WHAT YOU HAVE TO DO:
Your task is to return the line containing "the small horn" plus every line after it, exactly and with nothing added.

RECORDS FOR PROCESSING:
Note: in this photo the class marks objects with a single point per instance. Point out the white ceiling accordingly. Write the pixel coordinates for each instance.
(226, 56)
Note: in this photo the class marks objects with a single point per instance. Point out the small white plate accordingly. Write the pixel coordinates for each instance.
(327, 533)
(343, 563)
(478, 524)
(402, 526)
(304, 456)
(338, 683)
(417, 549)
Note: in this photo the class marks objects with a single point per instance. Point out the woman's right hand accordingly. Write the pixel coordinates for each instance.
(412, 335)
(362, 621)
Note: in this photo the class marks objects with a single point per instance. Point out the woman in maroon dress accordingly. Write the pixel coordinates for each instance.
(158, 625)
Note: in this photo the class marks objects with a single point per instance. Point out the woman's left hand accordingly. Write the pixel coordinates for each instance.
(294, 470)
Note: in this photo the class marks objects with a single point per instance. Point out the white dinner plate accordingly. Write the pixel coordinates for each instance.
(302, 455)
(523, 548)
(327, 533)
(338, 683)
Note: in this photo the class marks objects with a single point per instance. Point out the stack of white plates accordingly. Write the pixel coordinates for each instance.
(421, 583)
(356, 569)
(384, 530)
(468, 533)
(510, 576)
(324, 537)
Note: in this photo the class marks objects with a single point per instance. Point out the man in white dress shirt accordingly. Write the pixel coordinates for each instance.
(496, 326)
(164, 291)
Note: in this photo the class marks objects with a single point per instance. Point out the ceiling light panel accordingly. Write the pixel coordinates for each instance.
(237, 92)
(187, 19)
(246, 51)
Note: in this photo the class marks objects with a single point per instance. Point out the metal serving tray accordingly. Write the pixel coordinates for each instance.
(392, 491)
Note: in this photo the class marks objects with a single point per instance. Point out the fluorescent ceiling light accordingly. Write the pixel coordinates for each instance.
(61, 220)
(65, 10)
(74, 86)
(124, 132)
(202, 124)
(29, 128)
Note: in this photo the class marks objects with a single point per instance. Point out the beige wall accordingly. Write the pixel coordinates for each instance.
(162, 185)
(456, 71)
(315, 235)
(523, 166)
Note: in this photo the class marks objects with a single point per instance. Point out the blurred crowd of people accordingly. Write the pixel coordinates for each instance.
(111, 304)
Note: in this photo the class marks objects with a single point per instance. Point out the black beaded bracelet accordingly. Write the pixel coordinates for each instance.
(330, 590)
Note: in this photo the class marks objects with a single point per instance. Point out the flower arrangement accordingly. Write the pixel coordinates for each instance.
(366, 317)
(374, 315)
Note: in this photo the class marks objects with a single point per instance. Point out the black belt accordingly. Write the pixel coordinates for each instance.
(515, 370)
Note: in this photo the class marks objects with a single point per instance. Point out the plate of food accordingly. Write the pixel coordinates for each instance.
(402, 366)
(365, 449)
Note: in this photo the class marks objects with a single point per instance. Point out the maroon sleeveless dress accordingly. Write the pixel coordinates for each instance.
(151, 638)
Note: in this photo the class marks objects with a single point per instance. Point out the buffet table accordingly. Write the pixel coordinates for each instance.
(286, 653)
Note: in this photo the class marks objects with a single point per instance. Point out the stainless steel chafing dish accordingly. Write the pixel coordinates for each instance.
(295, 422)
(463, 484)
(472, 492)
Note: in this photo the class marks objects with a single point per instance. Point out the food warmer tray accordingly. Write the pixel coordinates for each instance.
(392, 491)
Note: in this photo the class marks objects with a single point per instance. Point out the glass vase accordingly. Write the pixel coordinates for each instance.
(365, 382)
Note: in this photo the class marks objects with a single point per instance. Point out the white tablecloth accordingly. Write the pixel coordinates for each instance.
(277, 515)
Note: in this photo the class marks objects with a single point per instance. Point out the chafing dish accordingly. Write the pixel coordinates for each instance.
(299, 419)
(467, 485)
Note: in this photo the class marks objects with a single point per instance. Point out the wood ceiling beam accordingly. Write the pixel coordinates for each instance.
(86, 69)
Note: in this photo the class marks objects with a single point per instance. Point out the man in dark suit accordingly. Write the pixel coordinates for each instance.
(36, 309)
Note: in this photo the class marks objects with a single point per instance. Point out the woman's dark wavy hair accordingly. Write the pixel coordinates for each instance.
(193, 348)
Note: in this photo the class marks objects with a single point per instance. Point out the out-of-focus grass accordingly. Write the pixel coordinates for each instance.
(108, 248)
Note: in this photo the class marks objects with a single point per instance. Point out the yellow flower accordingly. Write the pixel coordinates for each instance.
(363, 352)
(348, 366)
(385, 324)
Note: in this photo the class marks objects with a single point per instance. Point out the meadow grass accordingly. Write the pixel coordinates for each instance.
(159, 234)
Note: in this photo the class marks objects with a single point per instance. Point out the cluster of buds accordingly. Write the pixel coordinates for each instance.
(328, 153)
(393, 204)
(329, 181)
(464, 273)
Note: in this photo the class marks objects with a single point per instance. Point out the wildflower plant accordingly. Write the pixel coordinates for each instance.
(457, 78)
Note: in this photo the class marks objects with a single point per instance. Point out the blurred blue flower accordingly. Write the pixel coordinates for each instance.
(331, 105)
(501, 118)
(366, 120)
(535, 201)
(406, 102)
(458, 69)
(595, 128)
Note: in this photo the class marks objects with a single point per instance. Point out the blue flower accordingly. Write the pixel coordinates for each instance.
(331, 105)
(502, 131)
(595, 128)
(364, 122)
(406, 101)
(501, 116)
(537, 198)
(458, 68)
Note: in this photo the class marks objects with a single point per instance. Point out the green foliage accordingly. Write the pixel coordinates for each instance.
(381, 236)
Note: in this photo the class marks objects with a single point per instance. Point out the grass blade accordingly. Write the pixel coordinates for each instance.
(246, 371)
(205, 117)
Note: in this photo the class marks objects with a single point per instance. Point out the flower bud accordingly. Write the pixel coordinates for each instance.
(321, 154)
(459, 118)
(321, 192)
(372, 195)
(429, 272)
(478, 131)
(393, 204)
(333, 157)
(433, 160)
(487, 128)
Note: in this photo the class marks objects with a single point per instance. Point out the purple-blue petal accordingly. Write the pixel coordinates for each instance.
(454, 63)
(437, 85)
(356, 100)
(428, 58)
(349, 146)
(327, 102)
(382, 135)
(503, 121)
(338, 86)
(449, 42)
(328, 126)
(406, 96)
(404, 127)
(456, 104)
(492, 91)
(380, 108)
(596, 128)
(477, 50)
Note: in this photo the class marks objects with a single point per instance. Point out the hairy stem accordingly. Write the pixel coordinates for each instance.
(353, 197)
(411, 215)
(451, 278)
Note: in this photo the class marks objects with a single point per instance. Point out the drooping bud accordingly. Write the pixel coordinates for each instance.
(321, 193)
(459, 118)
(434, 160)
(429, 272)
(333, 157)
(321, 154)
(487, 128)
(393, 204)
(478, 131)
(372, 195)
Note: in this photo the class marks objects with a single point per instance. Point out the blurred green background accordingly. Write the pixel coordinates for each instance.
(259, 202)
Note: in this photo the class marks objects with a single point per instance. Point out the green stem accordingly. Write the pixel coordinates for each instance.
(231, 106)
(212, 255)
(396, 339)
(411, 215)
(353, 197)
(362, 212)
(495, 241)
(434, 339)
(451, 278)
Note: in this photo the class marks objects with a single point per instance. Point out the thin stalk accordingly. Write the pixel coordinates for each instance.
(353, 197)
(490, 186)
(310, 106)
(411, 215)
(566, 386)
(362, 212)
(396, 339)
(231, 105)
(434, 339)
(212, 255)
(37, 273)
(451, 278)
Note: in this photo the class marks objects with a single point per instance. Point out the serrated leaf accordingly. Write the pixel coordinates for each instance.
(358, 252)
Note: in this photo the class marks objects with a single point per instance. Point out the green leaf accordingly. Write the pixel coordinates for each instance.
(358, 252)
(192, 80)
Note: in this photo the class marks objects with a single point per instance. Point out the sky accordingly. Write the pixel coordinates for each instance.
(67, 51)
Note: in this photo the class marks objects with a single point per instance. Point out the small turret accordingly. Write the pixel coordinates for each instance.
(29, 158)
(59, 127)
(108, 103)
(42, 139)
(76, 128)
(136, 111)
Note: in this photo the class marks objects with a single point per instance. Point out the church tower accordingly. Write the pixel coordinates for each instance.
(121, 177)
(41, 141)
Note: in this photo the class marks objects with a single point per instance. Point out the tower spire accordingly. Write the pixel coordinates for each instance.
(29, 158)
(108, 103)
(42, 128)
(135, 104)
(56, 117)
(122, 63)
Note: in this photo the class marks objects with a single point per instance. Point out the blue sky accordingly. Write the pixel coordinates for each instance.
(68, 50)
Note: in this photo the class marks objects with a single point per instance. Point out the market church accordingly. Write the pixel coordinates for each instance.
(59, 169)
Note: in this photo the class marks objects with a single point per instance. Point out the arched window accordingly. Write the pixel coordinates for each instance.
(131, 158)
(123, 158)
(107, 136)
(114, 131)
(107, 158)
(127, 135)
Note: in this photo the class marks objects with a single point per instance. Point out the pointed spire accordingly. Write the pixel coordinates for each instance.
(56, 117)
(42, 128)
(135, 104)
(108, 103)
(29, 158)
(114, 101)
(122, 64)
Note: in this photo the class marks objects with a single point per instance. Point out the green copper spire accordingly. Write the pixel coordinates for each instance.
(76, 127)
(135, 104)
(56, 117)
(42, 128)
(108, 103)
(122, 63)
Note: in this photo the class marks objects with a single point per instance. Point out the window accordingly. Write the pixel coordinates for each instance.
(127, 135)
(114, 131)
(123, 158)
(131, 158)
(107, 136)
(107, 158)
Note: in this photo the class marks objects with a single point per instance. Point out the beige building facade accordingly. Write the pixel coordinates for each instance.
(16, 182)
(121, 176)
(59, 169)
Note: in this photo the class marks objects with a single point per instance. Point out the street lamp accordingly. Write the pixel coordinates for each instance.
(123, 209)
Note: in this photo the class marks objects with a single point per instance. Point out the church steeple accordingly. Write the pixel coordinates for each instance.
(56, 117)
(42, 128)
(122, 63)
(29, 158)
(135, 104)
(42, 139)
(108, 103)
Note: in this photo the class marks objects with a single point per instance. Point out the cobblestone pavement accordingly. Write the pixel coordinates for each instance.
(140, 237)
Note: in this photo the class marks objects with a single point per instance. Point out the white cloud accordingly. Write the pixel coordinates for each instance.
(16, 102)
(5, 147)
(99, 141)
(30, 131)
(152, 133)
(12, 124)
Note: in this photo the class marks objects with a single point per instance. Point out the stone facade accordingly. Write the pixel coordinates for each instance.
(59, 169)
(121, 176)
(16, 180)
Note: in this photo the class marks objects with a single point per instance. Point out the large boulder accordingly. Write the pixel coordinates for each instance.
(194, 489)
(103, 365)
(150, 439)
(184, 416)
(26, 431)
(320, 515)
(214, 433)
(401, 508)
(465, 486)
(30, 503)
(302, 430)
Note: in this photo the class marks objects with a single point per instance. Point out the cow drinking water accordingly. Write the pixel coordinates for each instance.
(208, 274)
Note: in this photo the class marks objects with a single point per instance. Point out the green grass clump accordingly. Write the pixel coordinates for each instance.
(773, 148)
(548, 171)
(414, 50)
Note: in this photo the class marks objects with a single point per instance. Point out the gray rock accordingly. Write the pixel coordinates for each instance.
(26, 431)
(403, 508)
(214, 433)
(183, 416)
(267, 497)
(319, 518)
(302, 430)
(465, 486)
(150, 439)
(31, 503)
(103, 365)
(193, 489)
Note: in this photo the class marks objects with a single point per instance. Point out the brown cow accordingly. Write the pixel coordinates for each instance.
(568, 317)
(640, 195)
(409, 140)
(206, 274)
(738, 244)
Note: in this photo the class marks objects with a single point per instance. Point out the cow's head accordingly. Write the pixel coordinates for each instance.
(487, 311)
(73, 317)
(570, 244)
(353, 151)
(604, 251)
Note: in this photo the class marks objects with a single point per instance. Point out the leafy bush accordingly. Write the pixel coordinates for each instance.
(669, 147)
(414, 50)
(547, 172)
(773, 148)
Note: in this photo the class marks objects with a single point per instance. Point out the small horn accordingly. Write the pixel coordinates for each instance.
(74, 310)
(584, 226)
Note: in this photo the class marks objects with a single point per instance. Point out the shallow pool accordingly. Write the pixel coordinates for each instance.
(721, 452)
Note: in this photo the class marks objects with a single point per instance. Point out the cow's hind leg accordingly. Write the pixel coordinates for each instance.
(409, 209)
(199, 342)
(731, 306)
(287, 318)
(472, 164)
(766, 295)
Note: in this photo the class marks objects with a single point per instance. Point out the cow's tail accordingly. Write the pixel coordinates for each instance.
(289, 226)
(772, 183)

TASK SOLUTION:
Note: in this photo the class marks objects with a single point per instance. Point out the small horn accordingly. Write the pixel coordinates for each instance.
(74, 310)
(584, 226)
Note: in this photo the class marks objects with a single point per instance. Point out the shallow pool accordingly. Write the pixel coordinates for each instance.
(721, 452)
Note: in this photo the class marks objects with a single point per instance. Point out the cow's hind leg accordingly. Write the pixel coordinates for each instance.
(409, 209)
(199, 342)
(731, 306)
(287, 318)
(472, 164)
(766, 295)
Note: in this photo the class marks objects with a single point per instance. Point out the cow's tail accordingly. Write the pixel coordinates for each instance.
(289, 226)
(772, 183)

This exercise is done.